**Exercise input:**
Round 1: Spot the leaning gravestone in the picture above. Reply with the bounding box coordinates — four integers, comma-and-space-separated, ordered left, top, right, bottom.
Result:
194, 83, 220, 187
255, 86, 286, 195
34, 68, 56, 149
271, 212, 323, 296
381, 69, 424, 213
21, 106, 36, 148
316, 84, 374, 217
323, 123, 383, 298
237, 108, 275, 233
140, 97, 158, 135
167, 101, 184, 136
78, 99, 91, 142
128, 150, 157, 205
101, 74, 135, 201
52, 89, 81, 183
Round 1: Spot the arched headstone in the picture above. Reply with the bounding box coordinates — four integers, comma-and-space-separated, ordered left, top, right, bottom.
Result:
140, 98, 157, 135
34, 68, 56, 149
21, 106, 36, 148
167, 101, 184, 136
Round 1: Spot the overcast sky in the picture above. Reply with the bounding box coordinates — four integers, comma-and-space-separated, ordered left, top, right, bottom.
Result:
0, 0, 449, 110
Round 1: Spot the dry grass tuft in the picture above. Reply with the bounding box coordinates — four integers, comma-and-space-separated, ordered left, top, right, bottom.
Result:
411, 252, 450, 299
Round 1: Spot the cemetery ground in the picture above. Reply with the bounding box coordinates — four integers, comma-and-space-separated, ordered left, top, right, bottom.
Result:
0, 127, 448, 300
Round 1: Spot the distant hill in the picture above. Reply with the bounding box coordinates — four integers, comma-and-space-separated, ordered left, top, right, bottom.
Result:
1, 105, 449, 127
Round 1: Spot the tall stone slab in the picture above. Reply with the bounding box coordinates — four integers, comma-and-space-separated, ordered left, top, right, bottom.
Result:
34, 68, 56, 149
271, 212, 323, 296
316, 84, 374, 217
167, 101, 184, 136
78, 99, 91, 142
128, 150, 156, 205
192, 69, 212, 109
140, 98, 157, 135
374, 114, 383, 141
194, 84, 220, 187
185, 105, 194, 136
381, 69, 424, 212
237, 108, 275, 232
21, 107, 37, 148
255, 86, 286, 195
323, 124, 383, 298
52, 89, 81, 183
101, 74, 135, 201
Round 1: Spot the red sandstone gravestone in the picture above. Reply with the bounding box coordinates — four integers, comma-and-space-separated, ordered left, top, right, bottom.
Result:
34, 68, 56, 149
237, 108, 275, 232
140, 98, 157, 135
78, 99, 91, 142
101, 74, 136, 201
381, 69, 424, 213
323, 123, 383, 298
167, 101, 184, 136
---
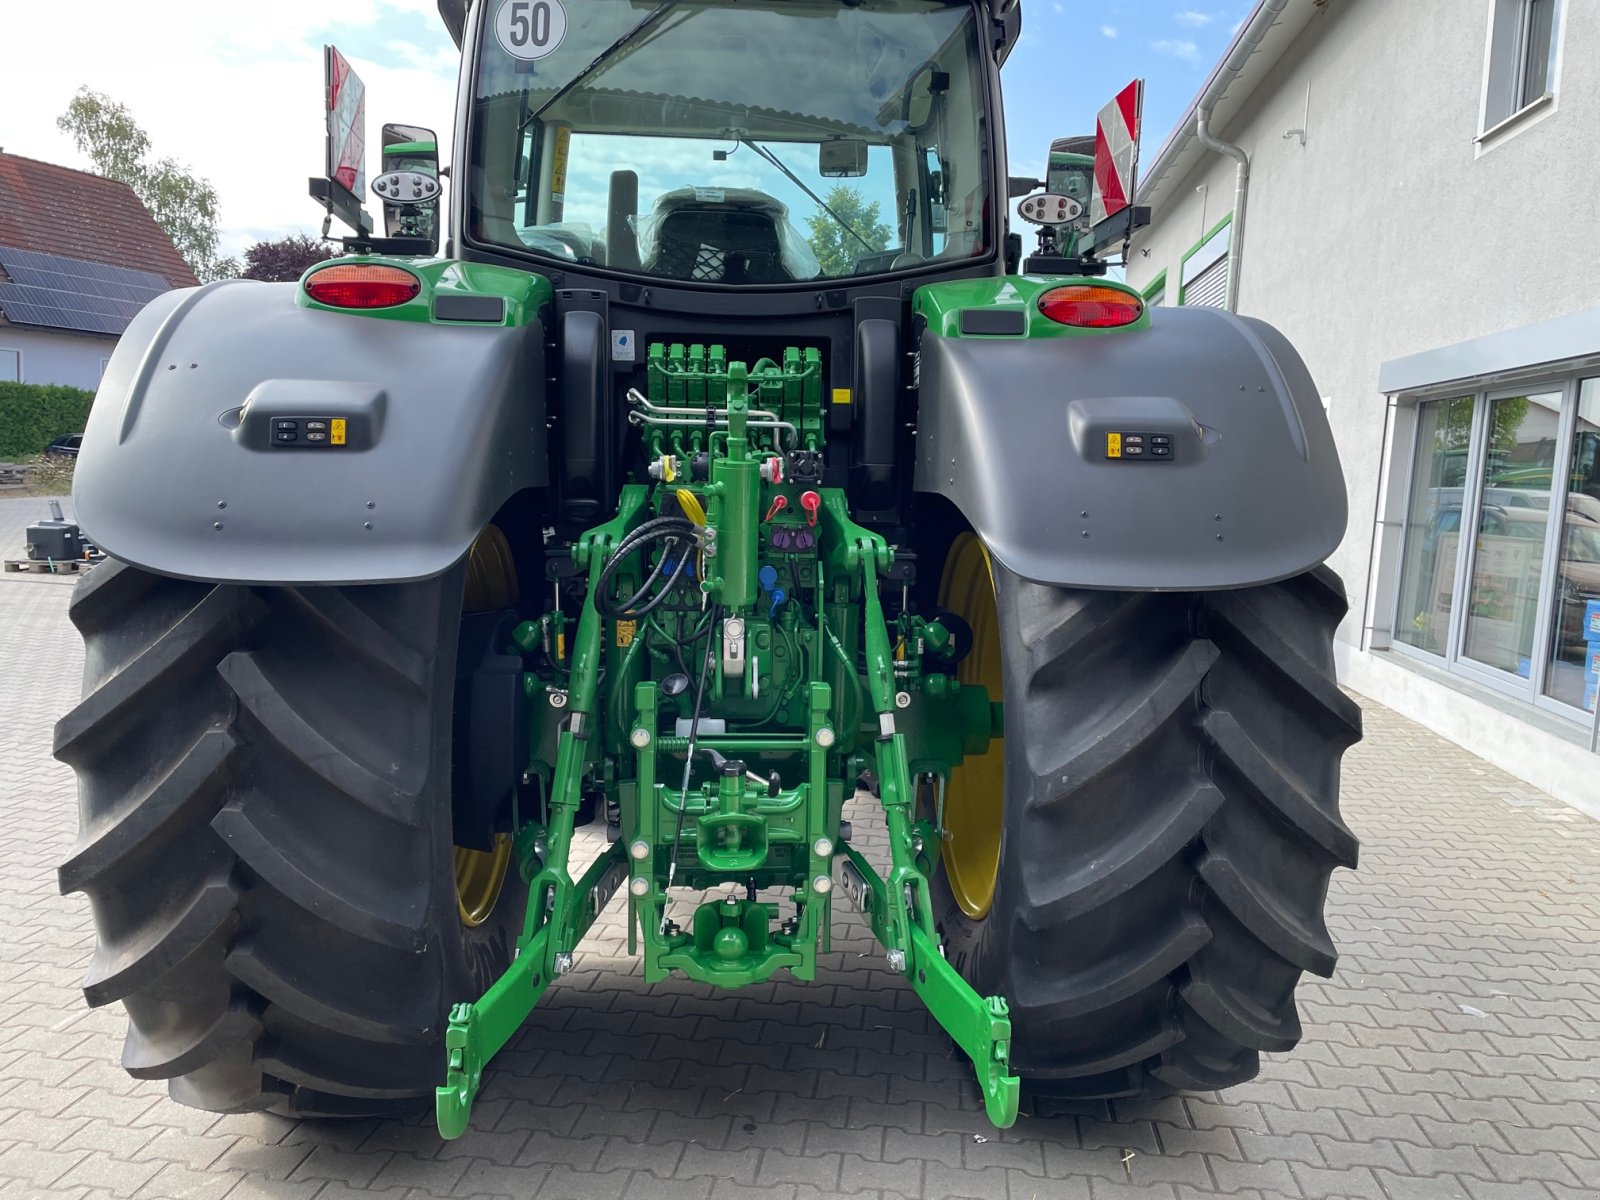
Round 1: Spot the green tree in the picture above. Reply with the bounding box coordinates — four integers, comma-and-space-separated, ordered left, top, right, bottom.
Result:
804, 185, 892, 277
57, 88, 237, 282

**Required action:** Only lines with the word "gravestone" count here; copy every one from the records.

**Task response:**
Round 1: Spot the leaning gravestone in the picture above. Reply with the bounding box coordinates — four integers, comma-and-space-separated, ordered left, top, right, bottom.
Round 1: Spot the red sandstone gravestone in the picture above. Reply with the bounding box coordinates — four integers, comma-and-space-separated, ordered left, top, right, bottom.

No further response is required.